LESETEXT:
########################################

# Hilfe Skyrim Dawnguard will einfach nicht funktionieren ( Skyrim stürtzt ab )



## Arwed88 (6. August 2012)

*Hilfe Skyrim Dawnguard will einfach nicht funktionieren ( Skyrim stürtzt ab )*

Hallo Leute
ich hoffe ihr könnt mir weiterhelfen, da ich keine Ahnung habe was ich noch tun kann.
Seitdem ich Skyrim Dawnguard installiert habe (gekaufte Version im Laden/ Freischaltcode/PC), kann ich Skyrim nicht mehr spielen. Selbst wenn ich Dawnguard ausschalte stürtzt es immer ab. Wenn ich im Hauptmenü den Ladebildschirm öffne und weiterspielen will, werde ich auf den Desktop geworfen. Selbst wenn ich Skyrim komplett neu anfangen will passiert dies.
Mittlerweile habe ich so einige Dinge gelesen. Bei manchen hat es geholfen über Eigenschaften nach Fehlern zu suchen und daraufhin hat es wohl wieder funktioniert.
Ich habe da keine Chance und habe es bestimmt hundertenmale versucht.
Dann habe ich gelesen, dass wenn man dieses Adon downloaded es vlt. nicht mit einer per dvd installierten Version von Skyrim kompatibel ist und habe daraufhin Skyrim entfernt und komplett neu gedownloaded über Stunden.
Das funktioniert auch nicht...
Steam habe ich ebenfalls neu installiert. Meine Mods habe ich alle entfernt. Das hat auch nicht geholfen...
Ich habe halt keine Ahnung was ich noch tun soll.
Habt ihr Ideen oder wisst ihr was ich tun kann. Ich finde leider nichts hilfreiches mehr im Netz. Es ist ärgerlich da ich nichteinmal mehr die normale Version spielen kann....
Vielen Dank Grüße Dennis


----------



## Arwed88 (6. August 2012)

Achso
wenn ich den Spielstand laden will, dann zeigt er mir manchmal, bevor er abschmiert eine Fehlermeldung (Warning 154465465465....irgendwas). Kann mich leider gerade nicht an die genaue Meldung erinnern. Ich habe auch keine Möglichkeit nachzuschauen jetzt! Die Zahlenreihe ist also nicht wahrheitsgemäß^^
Das passiert aber nicht immer. Manchmal schmeißt er mich auch raus ohne mir dies anzuzeigen.

########################################

Datensätze zur Punktplatzierung
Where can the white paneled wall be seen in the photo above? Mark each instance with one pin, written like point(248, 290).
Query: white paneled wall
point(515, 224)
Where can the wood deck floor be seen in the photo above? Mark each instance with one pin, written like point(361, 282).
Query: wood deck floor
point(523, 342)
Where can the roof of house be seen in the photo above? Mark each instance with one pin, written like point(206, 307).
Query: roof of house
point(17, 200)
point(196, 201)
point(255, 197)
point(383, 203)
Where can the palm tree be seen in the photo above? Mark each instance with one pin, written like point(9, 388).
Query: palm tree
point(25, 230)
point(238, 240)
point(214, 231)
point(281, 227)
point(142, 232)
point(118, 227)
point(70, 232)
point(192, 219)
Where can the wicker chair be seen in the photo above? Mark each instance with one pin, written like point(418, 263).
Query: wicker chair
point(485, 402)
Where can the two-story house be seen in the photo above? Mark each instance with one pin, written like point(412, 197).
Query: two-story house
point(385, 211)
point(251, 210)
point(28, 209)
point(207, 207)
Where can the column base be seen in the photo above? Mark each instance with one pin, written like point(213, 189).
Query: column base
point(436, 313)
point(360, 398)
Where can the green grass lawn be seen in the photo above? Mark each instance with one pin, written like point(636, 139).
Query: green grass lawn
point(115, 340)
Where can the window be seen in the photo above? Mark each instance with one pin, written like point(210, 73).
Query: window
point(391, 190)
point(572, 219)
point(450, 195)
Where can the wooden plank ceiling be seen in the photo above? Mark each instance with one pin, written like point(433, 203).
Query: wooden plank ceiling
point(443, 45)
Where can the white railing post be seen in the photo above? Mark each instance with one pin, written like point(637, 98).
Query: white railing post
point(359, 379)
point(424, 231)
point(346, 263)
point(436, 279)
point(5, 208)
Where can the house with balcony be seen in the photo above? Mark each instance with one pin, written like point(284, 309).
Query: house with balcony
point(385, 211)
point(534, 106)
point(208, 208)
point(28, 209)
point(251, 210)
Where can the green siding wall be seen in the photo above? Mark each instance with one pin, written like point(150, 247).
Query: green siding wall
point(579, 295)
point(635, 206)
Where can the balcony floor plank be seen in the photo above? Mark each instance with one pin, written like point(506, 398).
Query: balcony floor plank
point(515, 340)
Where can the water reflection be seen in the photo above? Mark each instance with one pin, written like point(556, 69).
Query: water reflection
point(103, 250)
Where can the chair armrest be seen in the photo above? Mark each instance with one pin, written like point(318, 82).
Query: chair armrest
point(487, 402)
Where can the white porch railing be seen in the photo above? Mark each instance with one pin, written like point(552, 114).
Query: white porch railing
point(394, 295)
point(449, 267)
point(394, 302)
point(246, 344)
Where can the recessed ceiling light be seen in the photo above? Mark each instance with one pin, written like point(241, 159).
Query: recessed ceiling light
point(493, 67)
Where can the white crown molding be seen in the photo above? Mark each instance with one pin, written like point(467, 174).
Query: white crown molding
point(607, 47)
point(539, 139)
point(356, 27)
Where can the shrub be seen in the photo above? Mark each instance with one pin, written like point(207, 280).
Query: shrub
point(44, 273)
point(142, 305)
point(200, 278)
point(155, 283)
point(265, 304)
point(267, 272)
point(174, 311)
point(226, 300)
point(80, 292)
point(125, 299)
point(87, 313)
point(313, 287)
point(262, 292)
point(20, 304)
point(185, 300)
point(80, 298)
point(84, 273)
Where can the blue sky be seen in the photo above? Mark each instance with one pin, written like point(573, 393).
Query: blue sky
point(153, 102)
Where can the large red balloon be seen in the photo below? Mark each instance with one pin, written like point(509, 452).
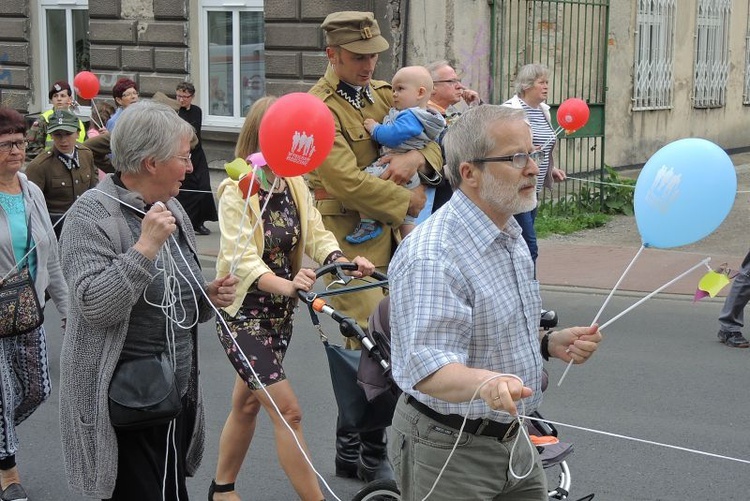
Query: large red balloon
point(296, 134)
point(573, 114)
point(86, 84)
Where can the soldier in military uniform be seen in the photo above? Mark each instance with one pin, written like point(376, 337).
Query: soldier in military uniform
point(38, 136)
point(342, 189)
point(66, 171)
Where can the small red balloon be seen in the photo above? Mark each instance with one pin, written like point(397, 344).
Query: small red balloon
point(86, 84)
point(573, 114)
point(296, 134)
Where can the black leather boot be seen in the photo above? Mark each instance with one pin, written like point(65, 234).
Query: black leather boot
point(347, 453)
point(373, 457)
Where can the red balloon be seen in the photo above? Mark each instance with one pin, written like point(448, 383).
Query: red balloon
point(296, 134)
point(573, 114)
point(86, 84)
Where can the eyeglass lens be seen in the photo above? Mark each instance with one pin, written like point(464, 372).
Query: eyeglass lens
point(521, 160)
point(8, 145)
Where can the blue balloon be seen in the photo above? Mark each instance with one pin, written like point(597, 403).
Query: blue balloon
point(683, 193)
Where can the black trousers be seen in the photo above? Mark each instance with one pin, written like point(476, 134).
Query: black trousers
point(143, 456)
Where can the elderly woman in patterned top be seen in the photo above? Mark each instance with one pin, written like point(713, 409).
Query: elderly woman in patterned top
point(26, 238)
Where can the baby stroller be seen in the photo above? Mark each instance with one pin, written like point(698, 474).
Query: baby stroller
point(366, 395)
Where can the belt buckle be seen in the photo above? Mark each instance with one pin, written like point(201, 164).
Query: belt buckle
point(485, 422)
point(512, 429)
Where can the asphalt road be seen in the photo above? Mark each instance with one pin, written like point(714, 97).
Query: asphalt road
point(659, 376)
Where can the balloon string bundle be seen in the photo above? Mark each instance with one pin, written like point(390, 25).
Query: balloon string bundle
point(631, 307)
point(521, 432)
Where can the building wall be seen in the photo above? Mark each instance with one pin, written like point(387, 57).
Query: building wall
point(144, 41)
point(455, 30)
point(15, 55)
point(633, 136)
point(294, 51)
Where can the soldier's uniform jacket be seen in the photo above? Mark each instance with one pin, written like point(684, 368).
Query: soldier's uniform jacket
point(60, 183)
point(340, 186)
point(342, 189)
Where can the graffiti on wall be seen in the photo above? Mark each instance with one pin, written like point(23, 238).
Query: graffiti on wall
point(474, 63)
point(6, 77)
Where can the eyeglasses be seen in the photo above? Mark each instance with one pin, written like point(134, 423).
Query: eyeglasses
point(519, 160)
point(185, 159)
point(7, 146)
point(452, 81)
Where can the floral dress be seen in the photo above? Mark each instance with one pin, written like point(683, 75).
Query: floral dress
point(263, 326)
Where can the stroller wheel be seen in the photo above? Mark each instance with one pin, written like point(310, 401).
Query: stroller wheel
point(378, 490)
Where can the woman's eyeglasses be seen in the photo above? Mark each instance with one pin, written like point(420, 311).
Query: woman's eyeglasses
point(186, 159)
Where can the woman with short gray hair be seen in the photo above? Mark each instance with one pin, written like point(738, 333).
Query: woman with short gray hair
point(532, 84)
point(136, 293)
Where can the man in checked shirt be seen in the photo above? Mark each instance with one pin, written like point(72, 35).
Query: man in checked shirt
point(465, 323)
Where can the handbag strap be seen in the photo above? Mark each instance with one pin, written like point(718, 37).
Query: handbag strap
point(24, 261)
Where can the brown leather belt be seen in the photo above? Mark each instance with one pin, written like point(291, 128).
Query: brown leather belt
point(485, 427)
point(321, 194)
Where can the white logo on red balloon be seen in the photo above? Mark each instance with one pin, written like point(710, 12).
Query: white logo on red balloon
point(664, 190)
point(303, 148)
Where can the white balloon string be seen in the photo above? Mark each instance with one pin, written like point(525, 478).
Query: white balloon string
point(224, 325)
point(556, 133)
point(463, 424)
point(233, 261)
point(652, 294)
point(603, 183)
point(604, 305)
point(101, 123)
point(639, 440)
point(258, 222)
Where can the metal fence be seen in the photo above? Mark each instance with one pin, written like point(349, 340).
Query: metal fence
point(570, 38)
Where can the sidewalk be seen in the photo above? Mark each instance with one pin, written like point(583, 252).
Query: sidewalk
point(598, 260)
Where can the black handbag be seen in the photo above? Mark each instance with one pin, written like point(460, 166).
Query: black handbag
point(143, 393)
point(20, 309)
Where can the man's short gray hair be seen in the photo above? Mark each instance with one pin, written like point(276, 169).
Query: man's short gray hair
point(147, 129)
point(527, 75)
point(469, 137)
point(435, 66)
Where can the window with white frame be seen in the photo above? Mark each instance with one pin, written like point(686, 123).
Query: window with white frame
point(711, 53)
point(654, 55)
point(232, 59)
point(65, 48)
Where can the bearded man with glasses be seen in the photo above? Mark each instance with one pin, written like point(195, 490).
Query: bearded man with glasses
point(478, 352)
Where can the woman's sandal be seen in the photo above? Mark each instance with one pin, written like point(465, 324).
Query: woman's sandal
point(218, 488)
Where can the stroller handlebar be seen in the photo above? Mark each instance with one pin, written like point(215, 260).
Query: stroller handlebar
point(347, 325)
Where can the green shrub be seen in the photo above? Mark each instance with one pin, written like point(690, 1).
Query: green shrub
point(590, 207)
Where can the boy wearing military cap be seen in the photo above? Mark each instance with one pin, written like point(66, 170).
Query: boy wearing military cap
point(67, 170)
point(38, 136)
point(343, 189)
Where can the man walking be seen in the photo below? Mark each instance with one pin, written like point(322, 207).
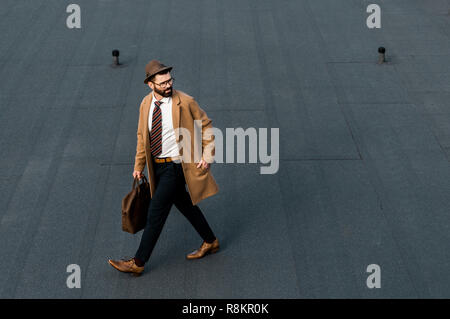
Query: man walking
point(164, 114)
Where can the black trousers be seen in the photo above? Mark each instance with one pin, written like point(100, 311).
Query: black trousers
point(170, 189)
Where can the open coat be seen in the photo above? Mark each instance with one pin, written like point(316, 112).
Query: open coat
point(185, 110)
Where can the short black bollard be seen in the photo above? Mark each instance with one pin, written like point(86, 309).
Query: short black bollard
point(382, 56)
point(116, 57)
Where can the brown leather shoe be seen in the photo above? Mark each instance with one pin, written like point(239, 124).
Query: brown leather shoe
point(127, 266)
point(204, 249)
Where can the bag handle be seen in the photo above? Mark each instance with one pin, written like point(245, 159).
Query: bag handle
point(137, 180)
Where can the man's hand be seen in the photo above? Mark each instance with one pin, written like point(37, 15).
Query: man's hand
point(203, 164)
point(137, 174)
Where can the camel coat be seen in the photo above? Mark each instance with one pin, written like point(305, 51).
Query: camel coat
point(185, 110)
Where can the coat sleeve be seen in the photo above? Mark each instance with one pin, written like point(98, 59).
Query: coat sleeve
point(208, 147)
point(139, 161)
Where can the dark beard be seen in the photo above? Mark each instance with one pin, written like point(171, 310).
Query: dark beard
point(163, 92)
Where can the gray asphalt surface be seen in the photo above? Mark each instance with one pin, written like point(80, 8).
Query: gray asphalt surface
point(364, 174)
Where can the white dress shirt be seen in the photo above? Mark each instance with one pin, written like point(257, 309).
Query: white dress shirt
point(169, 142)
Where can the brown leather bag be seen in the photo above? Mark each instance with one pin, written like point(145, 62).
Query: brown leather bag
point(135, 206)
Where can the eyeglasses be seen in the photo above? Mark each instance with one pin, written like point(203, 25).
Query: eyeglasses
point(165, 83)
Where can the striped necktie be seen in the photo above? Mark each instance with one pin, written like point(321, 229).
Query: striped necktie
point(155, 135)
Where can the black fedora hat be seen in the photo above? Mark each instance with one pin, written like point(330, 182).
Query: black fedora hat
point(154, 67)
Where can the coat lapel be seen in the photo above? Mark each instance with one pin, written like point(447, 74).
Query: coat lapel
point(146, 111)
point(176, 109)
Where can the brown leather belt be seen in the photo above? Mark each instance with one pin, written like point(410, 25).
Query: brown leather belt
point(165, 159)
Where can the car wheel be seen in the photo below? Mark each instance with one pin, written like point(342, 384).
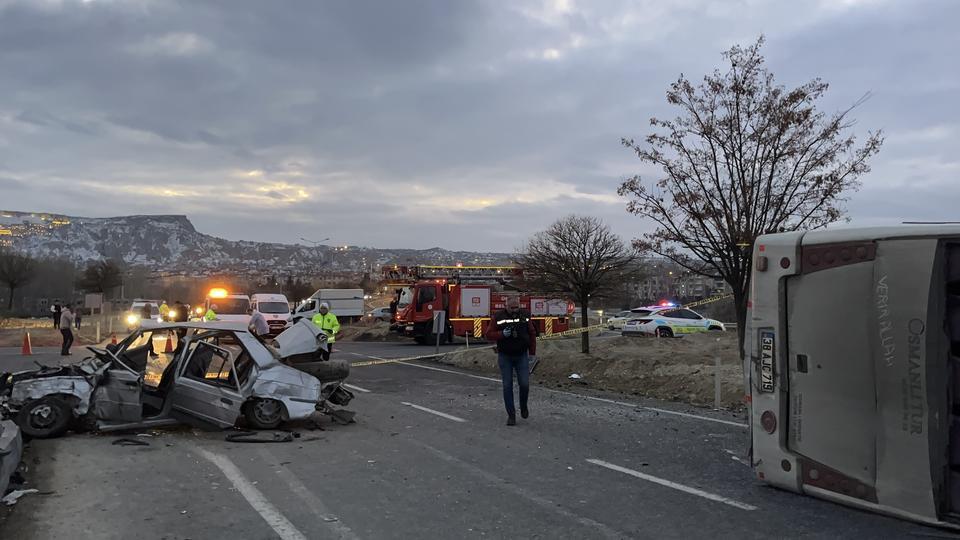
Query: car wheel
point(45, 418)
point(663, 331)
point(264, 413)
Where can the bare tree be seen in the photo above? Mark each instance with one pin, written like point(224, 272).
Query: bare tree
point(744, 157)
point(578, 255)
point(16, 270)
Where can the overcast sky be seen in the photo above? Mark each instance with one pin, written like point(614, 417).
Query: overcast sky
point(463, 124)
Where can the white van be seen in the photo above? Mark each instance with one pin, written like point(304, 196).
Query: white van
point(346, 304)
point(230, 307)
point(275, 309)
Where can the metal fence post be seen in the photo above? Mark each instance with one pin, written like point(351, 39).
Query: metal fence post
point(716, 379)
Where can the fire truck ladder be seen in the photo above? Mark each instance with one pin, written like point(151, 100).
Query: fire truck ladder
point(410, 274)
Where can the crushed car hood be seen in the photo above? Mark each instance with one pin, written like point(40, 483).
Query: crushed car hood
point(304, 337)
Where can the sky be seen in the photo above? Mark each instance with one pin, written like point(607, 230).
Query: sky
point(461, 124)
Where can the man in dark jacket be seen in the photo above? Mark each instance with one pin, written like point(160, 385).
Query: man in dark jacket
point(516, 338)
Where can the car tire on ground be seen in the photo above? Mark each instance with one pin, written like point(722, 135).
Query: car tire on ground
point(45, 418)
point(264, 413)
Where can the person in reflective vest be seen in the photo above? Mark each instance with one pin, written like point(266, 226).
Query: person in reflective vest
point(516, 339)
point(327, 322)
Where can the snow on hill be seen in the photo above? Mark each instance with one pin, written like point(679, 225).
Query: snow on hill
point(171, 243)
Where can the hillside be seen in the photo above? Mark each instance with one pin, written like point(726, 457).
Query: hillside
point(171, 243)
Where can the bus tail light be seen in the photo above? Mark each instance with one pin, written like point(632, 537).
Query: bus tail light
point(769, 421)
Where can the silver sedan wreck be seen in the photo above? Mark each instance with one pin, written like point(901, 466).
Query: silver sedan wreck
point(214, 375)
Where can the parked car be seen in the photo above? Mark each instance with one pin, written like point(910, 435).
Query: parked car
point(616, 322)
point(218, 373)
point(135, 313)
point(380, 314)
point(275, 310)
point(667, 321)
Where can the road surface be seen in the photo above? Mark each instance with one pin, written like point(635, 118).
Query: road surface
point(430, 457)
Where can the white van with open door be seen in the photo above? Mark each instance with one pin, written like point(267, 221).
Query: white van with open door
point(275, 309)
point(852, 365)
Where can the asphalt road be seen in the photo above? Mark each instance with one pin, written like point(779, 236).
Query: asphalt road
point(430, 457)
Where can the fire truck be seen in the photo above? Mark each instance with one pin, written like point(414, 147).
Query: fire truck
point(469, 295)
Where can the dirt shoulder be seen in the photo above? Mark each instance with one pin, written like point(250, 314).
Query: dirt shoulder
point(679, 369)
point(43, 337)
point(364, 331)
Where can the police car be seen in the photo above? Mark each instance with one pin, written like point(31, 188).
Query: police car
point(668, 321)
point(617, 321)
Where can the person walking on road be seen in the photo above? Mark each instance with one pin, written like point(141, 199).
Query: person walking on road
point(327, 322)
point(57, 311)
point(66, 323)
point(516, 339)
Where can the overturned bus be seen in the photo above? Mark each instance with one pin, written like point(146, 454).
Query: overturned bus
point(853, 367)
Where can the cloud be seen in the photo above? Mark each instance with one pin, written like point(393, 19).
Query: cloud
point(465, 124)
point(172, 44)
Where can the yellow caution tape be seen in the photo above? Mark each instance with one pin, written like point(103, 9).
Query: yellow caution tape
point(571, 332)
point(383, 361)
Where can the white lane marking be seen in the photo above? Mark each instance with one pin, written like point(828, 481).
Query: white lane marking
point(664, 411)
point(431, 411)
point(604, 400)
point(366, 356)
point(313, 503)
point(511, 486)
point(450, 371)
point(673, 485)
point(280, 524)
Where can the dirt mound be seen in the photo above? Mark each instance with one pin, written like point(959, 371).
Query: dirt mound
point(679, 369)
point(41, 337)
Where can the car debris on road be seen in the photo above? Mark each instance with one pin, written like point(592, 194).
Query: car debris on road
point(218, 373)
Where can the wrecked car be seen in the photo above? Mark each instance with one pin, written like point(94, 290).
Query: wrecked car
point(214, 375)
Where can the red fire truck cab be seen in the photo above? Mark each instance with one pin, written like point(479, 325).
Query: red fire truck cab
point(469, 306)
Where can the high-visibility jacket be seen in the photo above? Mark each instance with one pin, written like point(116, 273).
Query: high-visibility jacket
point(329, 324)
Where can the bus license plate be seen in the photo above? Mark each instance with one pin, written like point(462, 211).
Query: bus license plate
point(766, 361)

########################################

ANWEISUNGEN:
(a) Welches Programm wurde laut dem Forenbeitrag über die Abstürze von Skyrim Dawnguard ebenfalls neu installiert?
(b) Wie lautet dieser Satz aus dem Forenbeitrag über die Abstürze von Skyrim Dawnguard auf Englisch: „Wenn ich im Hauptmenü den Ladebildschirm öffne und weiterspielen will, werde ich auf den Desktop geworfen.“?
(c) Setze den Forenbeitrag über die Abstürze von Skyrim Dawnguard nach seinem letzten Satz fort.

DIE ANTWORTEN:
(a) Steam.

(b) When I open the load screen in the main menu and want to continue playing, I get thrown back to the desktop.

(c)
Ich habe das Gefühl kein anderer hat das Problem. Zumindest konnten es wohl andere lösen. hmm.....


----------



## Arwed88 (6. August 2012)

Hat wirklich keiner eine Idee...?


----------



## golani79 (6. August 2012)

Hast ja schon ziemlich viel probiert - da würde mich jetzt nicht mehr wirklich was einfallen.

Du könntest aber testweise mal versuchen, Skyrim direkt über die .exe als Administrator zu starten.


----------



## Herbboy (6. August 2012)

Hast Du mal die Spieledateien auf Fehler prüfen lassen? in der Spielebibliothek Rechtsklick auf Skyrim, Eigenschaften und dann mal suchen. Und evlt. auch sepsrat das gleiche mit dem Addon machen.


----------



## Boost1 (12. August 2012)

Ich hatte das Problem auch, habs aber über die Steam interne Datei-reparatur gelöst. Ich habe dazu einen Beitrag geschrieben in dem in Bildern erklärt wird, wie du das Problem lösen kannst. Schau hier.


----------



## M3T4M0RPH (12. August 2012)

Hallo, Ich habe genau das gleiche Problem weiß aber auch keine Lösung dafür. Hab mal versucht bei Steam auf Updates zu Prüfen hat aber auch nichts gebracht.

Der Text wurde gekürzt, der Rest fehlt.